Re: Multi-layer raid status

David Brown <david.brown@xxxxxxxxxxxx> · Fri, 02 Feb 2018 11:41:24 +0100

On 02/02/18 07:03, NeilBrown wrote:
> On Tue, Jan 30 2018, David Brown wrote:
> 
>> Does anyone know the current state of multi-layer raid (in the Linux md
>> layer) for recovery?
>>
>> I am thinking of a setup like this (hypothetical example - it is not a
>> real setup):
>>
>> md0 = sda + sdb, raid1
>> md1 = sdc + sdd, raid1
>> md2 = sde + sdf, raid1
>> md3 = sdg + sdh, raid1
>>
>> md4 = md0 + md1 + md2 + md3, raid5
>>
>>
>> If you have an error reading a sector in sda, the raid1 pair finds the
>> mirror copy on sdb, re-writes the data to sda (which re-locates the bad
>> sector) and passes the good data on to the raid5 layer.  Everyone is
>> happy, and the error is corrected quickly.
>>
>> Rebuilds are fast as single disk copies.
>>
>>
>> However, if you have an error reading a sector in sda /and/ when reading
>> the mirror copy in sdb, then the raid1 pair has no data to give to the
>> raid5 layer.  The raid5 layer will then read the rest of the stripe and
>> calculate the missing data.  I presume it will then re-write the
>> calculated data to md0, which will in turn write it to sda and sdb, and
>> all will be well again.
> 
> If sda and sdb have bad-block-logs configured, this should work.  Not
> everyone trusts them though.
> 
>>
>>
>> But what about rebuilds?  A rebuild or recovery of the raid1 layer is
>> not triggered by a read from the raid5 level - it will be handled at the
>> raid1 level.  If sda is replaced, then the raid1 level will build it by
>> copying from sdb.  If a read error is encountered while copying, is
>> there any way for the recovery code to know that it can get the missing
>> data by asking the raid5 level?  Is it possible to mark the matching sda
>> sector as bad, so that a future raid5 read (such as from a scrub) will
>> see that md0 stripe as bad, and re-write it?

→ **Dataset rows**:

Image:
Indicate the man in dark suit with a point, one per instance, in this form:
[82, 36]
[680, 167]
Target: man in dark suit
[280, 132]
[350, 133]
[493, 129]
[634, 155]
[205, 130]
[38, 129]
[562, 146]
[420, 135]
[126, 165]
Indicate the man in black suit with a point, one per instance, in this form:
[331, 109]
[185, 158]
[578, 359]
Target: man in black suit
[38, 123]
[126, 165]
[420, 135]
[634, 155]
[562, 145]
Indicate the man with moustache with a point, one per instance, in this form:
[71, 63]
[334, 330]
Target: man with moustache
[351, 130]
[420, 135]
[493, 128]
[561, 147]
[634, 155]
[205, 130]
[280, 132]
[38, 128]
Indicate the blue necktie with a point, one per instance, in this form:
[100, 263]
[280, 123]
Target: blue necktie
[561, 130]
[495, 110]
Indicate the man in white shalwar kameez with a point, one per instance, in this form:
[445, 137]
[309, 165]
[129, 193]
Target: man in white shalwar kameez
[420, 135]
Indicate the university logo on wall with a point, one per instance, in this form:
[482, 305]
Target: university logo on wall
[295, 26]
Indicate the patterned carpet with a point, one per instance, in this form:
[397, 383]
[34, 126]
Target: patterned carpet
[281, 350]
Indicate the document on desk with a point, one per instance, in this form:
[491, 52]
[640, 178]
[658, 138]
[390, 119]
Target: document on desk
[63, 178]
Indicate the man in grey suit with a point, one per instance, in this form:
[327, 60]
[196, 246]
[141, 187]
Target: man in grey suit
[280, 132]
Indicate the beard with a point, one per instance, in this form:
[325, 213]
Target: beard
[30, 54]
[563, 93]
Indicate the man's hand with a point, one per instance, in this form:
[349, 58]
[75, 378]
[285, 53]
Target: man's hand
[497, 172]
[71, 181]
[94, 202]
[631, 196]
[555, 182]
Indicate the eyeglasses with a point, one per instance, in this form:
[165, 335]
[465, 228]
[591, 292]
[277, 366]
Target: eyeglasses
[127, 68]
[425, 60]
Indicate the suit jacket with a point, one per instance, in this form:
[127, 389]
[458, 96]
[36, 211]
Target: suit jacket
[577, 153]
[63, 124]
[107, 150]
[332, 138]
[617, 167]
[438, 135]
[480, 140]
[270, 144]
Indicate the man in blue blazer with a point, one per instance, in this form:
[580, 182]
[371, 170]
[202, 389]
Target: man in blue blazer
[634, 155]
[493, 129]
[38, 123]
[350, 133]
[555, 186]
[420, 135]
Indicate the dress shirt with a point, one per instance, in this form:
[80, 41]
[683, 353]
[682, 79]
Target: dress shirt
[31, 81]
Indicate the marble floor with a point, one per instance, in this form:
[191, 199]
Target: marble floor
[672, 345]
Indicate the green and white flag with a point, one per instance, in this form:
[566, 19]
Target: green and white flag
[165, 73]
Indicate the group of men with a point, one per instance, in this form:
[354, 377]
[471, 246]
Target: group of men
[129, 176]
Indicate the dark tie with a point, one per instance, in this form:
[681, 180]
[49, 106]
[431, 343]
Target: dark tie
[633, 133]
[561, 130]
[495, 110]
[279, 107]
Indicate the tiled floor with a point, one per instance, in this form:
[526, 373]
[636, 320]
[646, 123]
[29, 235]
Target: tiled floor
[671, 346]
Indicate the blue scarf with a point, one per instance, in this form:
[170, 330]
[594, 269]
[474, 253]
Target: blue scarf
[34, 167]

--

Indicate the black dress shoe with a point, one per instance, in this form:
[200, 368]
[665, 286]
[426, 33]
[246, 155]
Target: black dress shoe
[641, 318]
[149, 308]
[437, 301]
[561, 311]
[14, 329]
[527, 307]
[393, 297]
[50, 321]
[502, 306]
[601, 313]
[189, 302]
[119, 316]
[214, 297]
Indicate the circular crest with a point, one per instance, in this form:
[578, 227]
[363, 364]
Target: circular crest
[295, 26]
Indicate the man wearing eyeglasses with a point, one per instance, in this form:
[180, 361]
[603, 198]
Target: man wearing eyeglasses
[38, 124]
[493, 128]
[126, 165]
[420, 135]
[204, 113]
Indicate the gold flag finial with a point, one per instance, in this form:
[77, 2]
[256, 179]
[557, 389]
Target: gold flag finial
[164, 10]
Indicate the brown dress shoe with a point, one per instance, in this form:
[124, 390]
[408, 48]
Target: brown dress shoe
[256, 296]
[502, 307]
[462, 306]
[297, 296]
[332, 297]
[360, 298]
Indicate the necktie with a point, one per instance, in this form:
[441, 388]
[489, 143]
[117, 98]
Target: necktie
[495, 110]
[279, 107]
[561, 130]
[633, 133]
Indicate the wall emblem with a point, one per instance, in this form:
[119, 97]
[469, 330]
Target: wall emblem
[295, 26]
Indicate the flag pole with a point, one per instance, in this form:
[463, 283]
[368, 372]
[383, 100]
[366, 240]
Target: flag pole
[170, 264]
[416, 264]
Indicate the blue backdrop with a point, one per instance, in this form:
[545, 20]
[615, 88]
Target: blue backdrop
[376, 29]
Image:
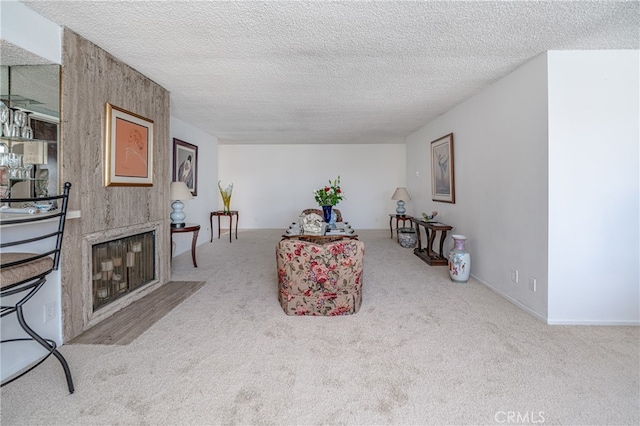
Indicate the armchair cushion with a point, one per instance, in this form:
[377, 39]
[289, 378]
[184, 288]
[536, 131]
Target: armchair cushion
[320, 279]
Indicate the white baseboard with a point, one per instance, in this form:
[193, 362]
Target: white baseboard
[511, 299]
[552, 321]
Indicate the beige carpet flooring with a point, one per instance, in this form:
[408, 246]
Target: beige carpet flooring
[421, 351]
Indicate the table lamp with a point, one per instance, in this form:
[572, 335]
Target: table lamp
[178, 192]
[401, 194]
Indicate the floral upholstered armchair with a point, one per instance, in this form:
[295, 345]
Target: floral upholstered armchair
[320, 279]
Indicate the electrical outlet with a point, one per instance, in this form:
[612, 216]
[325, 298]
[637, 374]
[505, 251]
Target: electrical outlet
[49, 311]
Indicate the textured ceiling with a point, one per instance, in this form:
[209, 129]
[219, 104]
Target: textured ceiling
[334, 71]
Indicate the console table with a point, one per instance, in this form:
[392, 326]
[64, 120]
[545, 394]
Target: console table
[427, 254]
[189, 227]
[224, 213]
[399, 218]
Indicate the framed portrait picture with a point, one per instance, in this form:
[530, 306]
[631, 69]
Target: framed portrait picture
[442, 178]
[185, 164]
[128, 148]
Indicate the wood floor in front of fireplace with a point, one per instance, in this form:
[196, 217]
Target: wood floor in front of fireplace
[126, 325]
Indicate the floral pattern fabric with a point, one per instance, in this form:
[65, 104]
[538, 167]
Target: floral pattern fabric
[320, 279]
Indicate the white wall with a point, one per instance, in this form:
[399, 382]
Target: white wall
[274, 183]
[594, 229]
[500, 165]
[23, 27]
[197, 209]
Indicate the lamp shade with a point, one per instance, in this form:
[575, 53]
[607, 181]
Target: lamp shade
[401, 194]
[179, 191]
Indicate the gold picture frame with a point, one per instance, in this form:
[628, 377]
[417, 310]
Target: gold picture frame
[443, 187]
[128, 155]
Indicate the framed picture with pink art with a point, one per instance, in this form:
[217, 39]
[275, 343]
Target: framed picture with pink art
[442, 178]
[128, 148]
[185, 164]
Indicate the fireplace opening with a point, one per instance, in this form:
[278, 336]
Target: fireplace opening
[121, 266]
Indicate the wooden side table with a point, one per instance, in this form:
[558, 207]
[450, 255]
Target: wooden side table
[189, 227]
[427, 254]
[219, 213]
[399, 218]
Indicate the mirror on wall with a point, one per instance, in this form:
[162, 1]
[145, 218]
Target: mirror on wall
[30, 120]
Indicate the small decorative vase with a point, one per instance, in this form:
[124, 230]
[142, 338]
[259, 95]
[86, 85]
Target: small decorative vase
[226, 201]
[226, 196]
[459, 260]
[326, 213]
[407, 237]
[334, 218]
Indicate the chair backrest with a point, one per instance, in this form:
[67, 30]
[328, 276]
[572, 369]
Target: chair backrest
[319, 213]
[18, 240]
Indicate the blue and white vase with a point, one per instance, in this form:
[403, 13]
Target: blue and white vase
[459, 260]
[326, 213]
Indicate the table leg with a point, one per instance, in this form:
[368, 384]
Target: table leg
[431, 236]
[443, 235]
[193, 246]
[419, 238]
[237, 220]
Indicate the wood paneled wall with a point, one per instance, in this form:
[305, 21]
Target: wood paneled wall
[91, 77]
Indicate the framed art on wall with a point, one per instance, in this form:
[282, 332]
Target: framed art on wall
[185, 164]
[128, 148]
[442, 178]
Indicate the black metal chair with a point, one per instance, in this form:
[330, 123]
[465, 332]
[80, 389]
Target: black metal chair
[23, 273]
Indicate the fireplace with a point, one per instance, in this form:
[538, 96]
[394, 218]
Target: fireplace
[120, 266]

→ **Directive**:
Write the next part of the multi-layer raid recovery message above, starting after its last sentence.

→ **Written response**:
>>
> 
> "Is it possible to mark the matching sda sector as bad"
> 
> This is exactly what the bad-block-list functionality is meant to do.
> 
> NeilBrown
> 

Marvellous - thank you for the information.

Using bad block lists and then doing a higher level scrub should
certainly work, and is a good general solution as it means you don't
need direct interaction between the layers (just the normal top-down
processing of layered block devices).  The disadvantage is that there
may be quite a delay between the raid1 rebuild and the next full re-read
of the entire raid5 array - all you really need is a single read at the
higher level to trigger the fixup.

Is there any way to map from the block numbers on the lower raid level
here to block numbers at a higher level?  I suppose in general the lower
level does not know what is above it.  I guess a user mode tool could
look at /proc/mdstat and work through it to figure out the layers, then
look through bad block lists and calculate the required high-level reads.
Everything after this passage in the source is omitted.